* TEXT FOR ANALYSIS
____

All of this is taking place during unprecedented disruption to global supply chains: Local auto assemblers and distributors have been hit by the global lockdown, which caused car manufacturers and suppliers to either close down or significantly reduce production capacity. According to El Saba, Egypt has not received automotive parts or vehicles since the escalation of the outbreak in March.
Expansion plans are being put on hold: Companies are facing growing liquidity constraints, forcing some of them to put expansion plans on ice, said Saad, who is also the head of Brilliance Bavarian Auto. His company has pressed pause on plans to spend USD 120 mn on a new production line. GB Auto has also suspended its capital expenditure program and launched a cost-cutting program.
Companies are slashing prices to stimulate demand: Tens of auto showrooms and dealerships have been campaigning on social media and advertising five-figure discounts to stimulate the market (see here and here for examples).
The twin supply-demand shock is putting companies in a difficult position: Rather than raise prices to reflect the low supply of vehicles, companies have been forced to respond to the demand slump by the need for liquidity, El Saba says. “The only reason companies would offer such promotions is the need for liquidity — any liquidity to meet their own expenses,” he said. Nader Ghabbour, deputy CEO of GB Auto, downplayed the effects of the price cuts in the long term, telling investors during a recent earnings call (pdf) that any reductions in gross margin would made up for in absolute terms by higher sales.

____

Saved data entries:

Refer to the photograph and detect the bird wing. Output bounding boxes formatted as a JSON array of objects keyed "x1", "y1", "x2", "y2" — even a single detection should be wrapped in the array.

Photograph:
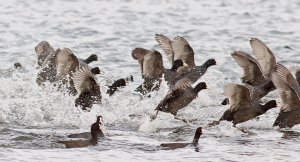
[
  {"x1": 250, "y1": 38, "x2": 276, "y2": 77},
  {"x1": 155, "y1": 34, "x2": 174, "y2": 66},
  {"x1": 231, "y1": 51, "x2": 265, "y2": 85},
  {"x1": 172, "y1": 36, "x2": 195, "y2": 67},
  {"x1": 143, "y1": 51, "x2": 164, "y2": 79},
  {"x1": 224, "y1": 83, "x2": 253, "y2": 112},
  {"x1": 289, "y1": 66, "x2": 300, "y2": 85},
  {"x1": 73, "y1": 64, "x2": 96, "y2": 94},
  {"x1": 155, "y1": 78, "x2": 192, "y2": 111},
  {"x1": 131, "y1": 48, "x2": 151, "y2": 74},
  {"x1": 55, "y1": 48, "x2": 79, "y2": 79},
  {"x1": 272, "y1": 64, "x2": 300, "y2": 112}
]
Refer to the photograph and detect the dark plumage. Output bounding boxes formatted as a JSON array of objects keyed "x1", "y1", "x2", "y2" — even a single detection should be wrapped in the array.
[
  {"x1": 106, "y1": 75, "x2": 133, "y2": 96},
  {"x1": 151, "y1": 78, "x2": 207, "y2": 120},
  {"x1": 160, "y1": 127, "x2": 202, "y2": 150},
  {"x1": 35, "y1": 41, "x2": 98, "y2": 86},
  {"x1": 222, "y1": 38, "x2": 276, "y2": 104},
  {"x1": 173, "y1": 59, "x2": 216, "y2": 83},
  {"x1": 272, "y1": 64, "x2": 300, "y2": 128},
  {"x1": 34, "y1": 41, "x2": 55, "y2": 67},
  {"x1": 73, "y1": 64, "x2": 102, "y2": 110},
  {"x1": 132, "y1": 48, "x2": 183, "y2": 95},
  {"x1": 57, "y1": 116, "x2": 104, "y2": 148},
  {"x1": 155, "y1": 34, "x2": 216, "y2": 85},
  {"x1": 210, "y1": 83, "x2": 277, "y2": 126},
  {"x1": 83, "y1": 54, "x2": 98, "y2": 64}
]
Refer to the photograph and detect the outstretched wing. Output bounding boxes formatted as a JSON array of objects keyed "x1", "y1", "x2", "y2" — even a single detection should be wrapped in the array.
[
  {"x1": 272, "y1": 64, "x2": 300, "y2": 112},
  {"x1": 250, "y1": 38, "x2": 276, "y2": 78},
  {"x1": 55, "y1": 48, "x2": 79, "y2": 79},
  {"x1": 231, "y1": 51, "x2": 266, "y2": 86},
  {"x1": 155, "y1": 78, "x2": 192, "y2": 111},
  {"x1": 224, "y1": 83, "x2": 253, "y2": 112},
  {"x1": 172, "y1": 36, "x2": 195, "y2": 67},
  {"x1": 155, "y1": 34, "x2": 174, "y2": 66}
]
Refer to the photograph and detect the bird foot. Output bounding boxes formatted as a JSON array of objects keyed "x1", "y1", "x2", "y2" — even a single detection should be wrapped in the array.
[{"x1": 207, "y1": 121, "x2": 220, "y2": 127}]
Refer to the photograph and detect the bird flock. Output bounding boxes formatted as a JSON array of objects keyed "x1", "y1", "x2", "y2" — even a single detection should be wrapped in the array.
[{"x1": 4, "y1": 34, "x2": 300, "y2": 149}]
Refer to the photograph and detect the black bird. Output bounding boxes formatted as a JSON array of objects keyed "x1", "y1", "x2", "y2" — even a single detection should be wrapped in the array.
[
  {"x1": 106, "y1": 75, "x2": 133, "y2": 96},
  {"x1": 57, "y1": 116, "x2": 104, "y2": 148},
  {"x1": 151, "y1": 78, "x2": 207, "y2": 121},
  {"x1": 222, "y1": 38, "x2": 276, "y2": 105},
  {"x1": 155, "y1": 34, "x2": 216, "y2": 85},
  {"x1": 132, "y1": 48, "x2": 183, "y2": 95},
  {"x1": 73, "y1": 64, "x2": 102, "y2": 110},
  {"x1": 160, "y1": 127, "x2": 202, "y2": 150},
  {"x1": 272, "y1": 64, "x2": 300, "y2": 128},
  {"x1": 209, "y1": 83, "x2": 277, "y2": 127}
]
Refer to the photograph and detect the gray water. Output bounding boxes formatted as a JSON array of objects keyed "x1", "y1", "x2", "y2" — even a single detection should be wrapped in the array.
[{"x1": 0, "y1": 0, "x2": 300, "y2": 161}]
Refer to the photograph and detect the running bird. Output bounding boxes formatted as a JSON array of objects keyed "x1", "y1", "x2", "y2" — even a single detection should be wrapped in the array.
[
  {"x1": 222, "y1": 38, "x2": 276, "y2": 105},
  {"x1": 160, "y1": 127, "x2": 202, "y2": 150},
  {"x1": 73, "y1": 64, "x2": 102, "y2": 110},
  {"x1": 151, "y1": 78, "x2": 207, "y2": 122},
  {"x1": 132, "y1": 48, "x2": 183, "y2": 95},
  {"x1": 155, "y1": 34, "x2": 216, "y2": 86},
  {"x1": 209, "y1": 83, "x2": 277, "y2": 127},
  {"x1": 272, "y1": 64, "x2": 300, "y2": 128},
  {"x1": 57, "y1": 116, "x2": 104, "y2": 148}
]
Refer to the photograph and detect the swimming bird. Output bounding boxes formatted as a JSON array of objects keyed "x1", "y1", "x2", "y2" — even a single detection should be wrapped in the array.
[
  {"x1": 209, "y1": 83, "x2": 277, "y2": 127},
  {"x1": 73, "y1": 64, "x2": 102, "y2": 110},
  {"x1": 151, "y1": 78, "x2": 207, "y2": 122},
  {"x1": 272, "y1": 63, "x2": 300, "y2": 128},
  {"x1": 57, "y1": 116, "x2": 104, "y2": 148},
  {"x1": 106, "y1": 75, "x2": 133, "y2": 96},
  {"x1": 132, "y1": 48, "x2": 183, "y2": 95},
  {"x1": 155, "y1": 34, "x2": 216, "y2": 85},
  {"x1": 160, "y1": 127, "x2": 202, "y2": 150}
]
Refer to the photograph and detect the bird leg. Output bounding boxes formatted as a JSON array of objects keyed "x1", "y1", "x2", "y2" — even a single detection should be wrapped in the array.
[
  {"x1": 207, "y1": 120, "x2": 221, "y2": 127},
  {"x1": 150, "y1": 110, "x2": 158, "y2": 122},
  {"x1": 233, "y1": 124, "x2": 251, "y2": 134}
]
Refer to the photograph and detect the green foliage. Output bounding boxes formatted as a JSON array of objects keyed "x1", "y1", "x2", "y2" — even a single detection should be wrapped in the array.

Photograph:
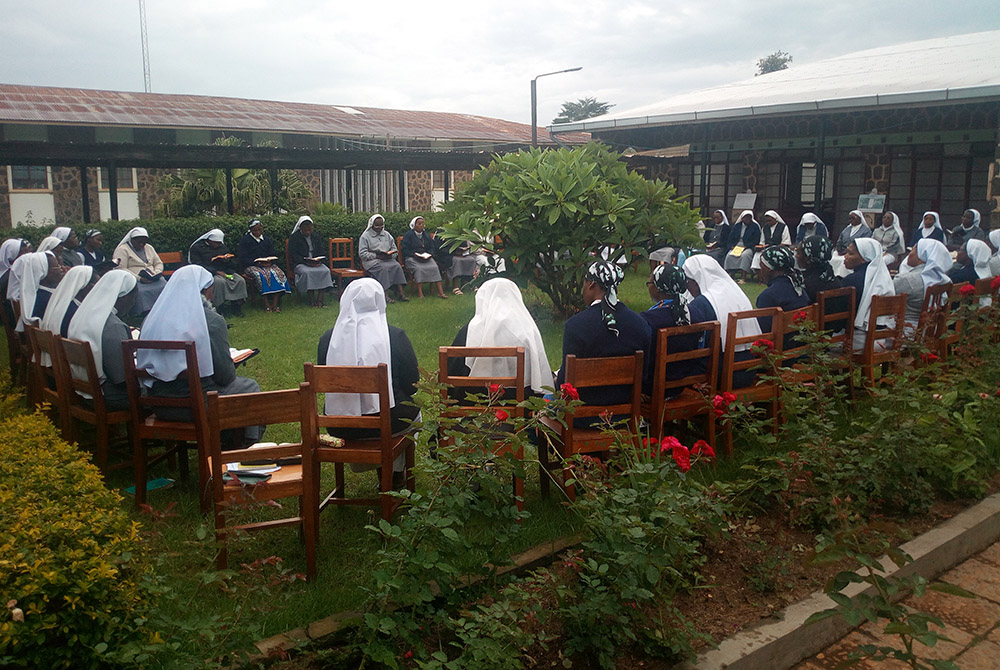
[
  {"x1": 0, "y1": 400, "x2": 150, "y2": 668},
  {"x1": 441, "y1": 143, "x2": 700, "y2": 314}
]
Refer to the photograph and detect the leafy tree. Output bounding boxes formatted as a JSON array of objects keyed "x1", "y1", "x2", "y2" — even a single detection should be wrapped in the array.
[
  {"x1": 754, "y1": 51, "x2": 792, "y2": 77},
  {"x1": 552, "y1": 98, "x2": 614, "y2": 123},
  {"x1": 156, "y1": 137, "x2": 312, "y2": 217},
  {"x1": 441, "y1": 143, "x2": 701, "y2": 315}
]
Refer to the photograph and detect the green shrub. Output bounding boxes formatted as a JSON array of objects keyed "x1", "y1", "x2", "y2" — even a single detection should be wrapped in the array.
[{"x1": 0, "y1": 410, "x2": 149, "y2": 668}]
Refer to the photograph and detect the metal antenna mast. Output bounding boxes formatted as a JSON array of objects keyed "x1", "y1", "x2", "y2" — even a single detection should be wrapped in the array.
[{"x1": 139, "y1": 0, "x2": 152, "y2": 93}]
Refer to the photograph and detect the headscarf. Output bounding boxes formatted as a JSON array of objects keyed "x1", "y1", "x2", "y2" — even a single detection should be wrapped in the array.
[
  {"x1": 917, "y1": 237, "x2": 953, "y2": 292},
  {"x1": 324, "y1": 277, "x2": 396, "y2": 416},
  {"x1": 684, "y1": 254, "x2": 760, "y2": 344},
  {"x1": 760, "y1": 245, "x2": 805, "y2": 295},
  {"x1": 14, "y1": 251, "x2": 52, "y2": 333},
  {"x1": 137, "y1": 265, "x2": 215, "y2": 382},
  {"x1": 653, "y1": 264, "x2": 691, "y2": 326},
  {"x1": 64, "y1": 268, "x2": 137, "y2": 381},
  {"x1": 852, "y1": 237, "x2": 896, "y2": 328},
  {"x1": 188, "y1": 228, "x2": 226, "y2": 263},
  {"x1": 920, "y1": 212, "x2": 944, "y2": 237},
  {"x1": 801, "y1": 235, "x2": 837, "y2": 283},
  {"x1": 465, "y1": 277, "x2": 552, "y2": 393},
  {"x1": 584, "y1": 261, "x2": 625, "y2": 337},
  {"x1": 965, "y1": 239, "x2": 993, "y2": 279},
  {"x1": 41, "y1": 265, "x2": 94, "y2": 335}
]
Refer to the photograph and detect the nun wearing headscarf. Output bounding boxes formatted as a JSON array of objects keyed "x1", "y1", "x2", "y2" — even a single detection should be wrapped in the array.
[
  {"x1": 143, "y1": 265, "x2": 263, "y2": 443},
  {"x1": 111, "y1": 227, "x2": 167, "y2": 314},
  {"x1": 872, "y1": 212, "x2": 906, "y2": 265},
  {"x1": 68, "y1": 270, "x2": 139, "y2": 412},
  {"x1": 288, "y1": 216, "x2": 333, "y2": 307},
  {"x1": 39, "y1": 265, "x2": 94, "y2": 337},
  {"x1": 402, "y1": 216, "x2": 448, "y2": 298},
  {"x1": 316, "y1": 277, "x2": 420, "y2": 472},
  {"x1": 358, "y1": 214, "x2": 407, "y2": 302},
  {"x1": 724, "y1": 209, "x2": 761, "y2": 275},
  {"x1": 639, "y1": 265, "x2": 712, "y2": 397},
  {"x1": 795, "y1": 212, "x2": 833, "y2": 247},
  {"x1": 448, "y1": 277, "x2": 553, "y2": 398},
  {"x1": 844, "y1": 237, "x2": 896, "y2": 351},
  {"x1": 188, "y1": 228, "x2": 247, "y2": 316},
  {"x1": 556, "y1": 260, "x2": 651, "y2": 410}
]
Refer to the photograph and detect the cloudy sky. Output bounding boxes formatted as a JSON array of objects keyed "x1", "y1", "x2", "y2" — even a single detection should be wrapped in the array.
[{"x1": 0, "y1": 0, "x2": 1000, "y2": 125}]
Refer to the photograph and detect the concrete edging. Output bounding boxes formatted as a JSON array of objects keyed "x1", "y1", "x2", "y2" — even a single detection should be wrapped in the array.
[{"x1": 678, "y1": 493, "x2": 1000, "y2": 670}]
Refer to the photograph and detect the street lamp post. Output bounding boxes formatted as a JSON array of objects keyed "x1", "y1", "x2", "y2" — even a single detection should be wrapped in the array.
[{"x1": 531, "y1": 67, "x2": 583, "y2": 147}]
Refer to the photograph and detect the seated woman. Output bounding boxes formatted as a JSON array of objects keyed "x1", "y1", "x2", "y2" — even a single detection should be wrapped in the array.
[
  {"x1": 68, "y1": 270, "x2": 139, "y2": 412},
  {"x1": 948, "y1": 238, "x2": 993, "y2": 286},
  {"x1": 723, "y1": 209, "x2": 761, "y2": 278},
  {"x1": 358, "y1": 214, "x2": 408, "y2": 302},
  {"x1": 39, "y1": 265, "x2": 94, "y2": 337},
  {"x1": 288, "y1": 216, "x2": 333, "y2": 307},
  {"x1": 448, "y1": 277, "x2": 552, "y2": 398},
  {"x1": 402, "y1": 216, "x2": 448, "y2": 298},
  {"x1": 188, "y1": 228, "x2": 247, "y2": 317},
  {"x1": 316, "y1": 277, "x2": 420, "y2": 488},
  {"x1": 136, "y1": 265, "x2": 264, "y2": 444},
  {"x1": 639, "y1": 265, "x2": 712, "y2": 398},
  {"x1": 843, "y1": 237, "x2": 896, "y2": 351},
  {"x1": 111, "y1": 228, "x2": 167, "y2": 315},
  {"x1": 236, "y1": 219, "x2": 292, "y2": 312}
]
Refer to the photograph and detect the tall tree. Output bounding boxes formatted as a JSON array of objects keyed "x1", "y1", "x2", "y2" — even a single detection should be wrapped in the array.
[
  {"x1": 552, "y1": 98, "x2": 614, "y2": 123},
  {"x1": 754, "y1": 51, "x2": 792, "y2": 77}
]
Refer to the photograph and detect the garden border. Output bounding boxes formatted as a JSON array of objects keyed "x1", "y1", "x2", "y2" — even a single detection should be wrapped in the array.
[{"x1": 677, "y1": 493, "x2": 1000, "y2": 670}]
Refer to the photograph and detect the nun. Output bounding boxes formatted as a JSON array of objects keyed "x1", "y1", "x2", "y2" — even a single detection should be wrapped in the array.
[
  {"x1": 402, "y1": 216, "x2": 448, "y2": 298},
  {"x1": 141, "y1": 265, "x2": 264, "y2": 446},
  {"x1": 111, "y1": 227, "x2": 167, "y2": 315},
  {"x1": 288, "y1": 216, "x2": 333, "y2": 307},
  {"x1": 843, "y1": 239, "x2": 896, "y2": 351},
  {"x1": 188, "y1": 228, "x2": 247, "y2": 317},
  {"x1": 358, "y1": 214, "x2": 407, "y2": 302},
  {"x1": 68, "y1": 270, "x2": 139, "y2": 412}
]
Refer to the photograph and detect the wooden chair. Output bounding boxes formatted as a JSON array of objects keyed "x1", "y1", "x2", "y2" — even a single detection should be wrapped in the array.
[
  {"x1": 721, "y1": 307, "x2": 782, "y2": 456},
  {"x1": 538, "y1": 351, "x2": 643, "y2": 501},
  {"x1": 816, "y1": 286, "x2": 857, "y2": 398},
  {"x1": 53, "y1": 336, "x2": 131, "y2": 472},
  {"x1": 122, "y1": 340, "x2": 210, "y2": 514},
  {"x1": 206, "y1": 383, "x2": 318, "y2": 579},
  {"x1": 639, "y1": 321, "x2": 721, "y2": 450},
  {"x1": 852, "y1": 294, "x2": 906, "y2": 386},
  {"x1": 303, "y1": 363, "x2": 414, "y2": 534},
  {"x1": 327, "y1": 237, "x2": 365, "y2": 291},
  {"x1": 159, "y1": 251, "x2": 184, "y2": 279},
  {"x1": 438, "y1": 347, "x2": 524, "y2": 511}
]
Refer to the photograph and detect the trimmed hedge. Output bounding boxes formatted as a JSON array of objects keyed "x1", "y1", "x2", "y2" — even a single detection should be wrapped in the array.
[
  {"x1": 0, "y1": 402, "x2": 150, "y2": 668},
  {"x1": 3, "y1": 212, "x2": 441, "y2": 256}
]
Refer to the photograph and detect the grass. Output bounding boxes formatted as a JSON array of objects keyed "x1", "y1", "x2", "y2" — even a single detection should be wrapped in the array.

____

* CHECK YOUR UNDERSTANDING
[a] According to the passage on Egypt's auto sector, how much had Brilliance Bavarian Auto planned to spend on a new production line?
[b] Please update the stretch of the passage on Egypt's auto sector from "The twin supply-demand" through "by higher sales.", putting "discounts" in place of "promotions".
[c] Carry the passage on Egypt's auto sector forward from its last sentence.

* EXPECTED RESULTS
[a] USD 120 mn

[b]
The twin supply-demand shock is putting companies in a difficult position: Rather than raise prices to reflect the low supply of vehicles, companies have been forced to respond to the demand slump by the need for liquidity, El Saba says. “The only reason companies would offer such discounts is the need for liquidity — any liquidity to meet their own expenses,” he said. Nader Ghabbour, deputy CEO of GB Auto, downplayed the effects of the price cuts in the long term, telling investors during a recent earnings call (pdf) that any reductions in gross margin would made up for in absolute terms by higher sales.

[c]
When can we expect a recovery? Everyone we spoke to anticipated the market downturn to extend at least to the end of 2Q. GB Auto expects its passenger cars segment to remain under “sustained pressure” until the end of 2Q, after which it is “cautiously optimistic” for a recovery in 3Q, Ghabbour said. A senior exec at GB Auto told us that sales have started to show “some recovery” in June and said sales will accelerate when the government eases more restrictions — and as consumer confidence returns to pre-pandemic norms. Saad, meanwhile, suggested that volumes for the year may fall as much as 70% from 2019 levels.
Remember: This isn’t a case of “lost” sales, but of delayed sales: Hard as it may be to believe given our traffic-choked streets, Egypt is “under-motorized” compared to most regional peers and emerging markets. We have 45 cars per 1k inhabitants — Iraq is at 77, Algeria 114 and Turkey 140, according to GB Auto’s investor presentation (pdf).
Any forecasts, of course, come with a major caveat: Nobody knows how the covid-19 pandemic will play out in Egypt. Although the auto sector will celebrate the recent easing of lockdown restrictions — including the reopening of traffic offices and longer work hours thanks to relaxation of the curfew to 8pm-5am — it remains possible that the sector will face further disruptions should health conditions continue to worsen.